**EXTRACTED INFORMATION:**
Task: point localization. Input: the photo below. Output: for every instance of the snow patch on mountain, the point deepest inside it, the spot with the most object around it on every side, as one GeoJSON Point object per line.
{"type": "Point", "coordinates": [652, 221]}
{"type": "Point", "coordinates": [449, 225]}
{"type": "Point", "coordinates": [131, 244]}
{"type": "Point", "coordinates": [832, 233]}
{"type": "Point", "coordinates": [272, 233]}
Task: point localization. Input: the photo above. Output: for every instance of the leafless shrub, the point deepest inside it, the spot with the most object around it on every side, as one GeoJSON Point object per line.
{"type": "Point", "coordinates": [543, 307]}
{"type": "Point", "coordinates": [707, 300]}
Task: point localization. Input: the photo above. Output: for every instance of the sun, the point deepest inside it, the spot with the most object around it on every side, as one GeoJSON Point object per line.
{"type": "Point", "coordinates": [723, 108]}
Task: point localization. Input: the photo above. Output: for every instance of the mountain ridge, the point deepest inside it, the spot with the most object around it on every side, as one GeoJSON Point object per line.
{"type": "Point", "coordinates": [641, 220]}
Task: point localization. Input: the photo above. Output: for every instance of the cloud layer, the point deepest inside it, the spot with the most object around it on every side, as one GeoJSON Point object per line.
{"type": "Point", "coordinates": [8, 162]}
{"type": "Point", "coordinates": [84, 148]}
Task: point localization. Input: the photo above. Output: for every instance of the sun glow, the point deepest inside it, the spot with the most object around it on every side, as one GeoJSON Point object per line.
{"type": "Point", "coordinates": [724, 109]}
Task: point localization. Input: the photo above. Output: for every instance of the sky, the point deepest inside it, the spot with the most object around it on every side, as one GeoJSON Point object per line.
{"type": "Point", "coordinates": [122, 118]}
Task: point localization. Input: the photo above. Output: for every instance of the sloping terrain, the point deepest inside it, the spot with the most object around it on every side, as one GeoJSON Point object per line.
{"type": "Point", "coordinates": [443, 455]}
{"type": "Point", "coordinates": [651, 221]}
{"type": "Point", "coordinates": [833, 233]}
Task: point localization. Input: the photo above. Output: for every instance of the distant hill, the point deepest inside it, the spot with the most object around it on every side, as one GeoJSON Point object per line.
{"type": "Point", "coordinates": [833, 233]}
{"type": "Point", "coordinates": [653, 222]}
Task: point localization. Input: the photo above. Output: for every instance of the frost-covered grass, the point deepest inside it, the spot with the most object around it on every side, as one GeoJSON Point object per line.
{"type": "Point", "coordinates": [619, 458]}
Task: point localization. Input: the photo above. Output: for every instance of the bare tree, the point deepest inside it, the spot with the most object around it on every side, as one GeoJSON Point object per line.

**YOUR GOAL:** Restate each of the records exactly, leaving nothing out.

**COMPLETED EXERCISE:**
Task: point localization. Input: the photo below. Output: for every instance of the snow patch on mountain, the point deepest inside it, the spot with the most object around it on every side, as one GeoJSON Point object per line.
{"type": "Point", "coordinates": [652, 221]}
{"type": "Point", "coordinates": [449, 225]}
{"type": "Point", "coordinates": [131, 244]}
{"type": "Point", "coordinates": [832, 233]}
{"type": "Point", "coordinates": [272, 233]}
Task: point localization. Input: the photo above. Output: for every instance of the leafless shrub, the point deepest inside it, the spot with the most object around it on every side, as one GeoJSON Point object per line.
{"type": "Point", "coordinates": [543, 307]}
{"type": "Point", "coordinates": [707, 300]}
Task: point localization. Input: the photo above. Output: for every instance of the sun, the point deepest inside it, the spot with the most object around it on every side, as one GeoJSON Point object per line.
{"type": "Point", "coordinates": [723, 108]}
Task: point localization. Input: the photo above. Output: for every instance of the mountain ridge, the point deepest inside it, the spot with the most object around it on every side, as one GeoJSON Point object per line.
{"type": "Point", "coordinates": [641, 220]}
Task: point localization. Input: the photo above. Output: for every instance of the cloud layer, the point deepest inside it, the spot with the most object around it on every side, as one GeoJSON Point object per line.
{"type": "Point", "coordinates": [8, 162]}
{"type": "Point", "coordinates": [84, 148]}
Task: point localization. Input: the photo above. Output: for every instance of the sun glow, the point deepest inside it, the spot with the most object around it on every side, as one GeoJSON Point object per line.
{"type": "Point", "coordinates": [724, 109]}
Task: point localization. Input: the photo above. Output: for every instance of the sky, the point deepest inside it, the spot with the most object around it on every side, as one GeoJSON Point object per line.
{"type": "Point", "coordinates": [122, 118]}
Task: point localization. Input: the photo above. Output: for every instance of the sloping terrain, the point deepest inside it, the spot with the most object around it on every side, as one GeoJSON Point object per line.
{"type": "Point", "coordinates": [443, 455]}
{"type": "Point", "coordinates": [651, 221]}
{"type": "Point", "coordinates": [833, 233]}
Task: point localization. Input: the photo above. Output: for every instance of the distant hill, the point deepest inside it, the spot with the most object around it on every side, as one GeoJSON Point object per line.
{"type": "Point", "coordinates": [833, 233]}
{"type": "Point", "coordinates": [653, 222]}
Task: point localization. Input: the photo above. Output: for every instance of the frost-covered grass, the point deepest inside it, the spot with the most object around it on every side, as one GeoJSON Point object per line.
{"type": "Point", "coordinates": [619, 458]}
Task: point localization. Input: the photo above. Output: for every instance of the bare tree, the point deepest inside it, the spot with the most object around it on every side, as one GeoJSON Point object per line.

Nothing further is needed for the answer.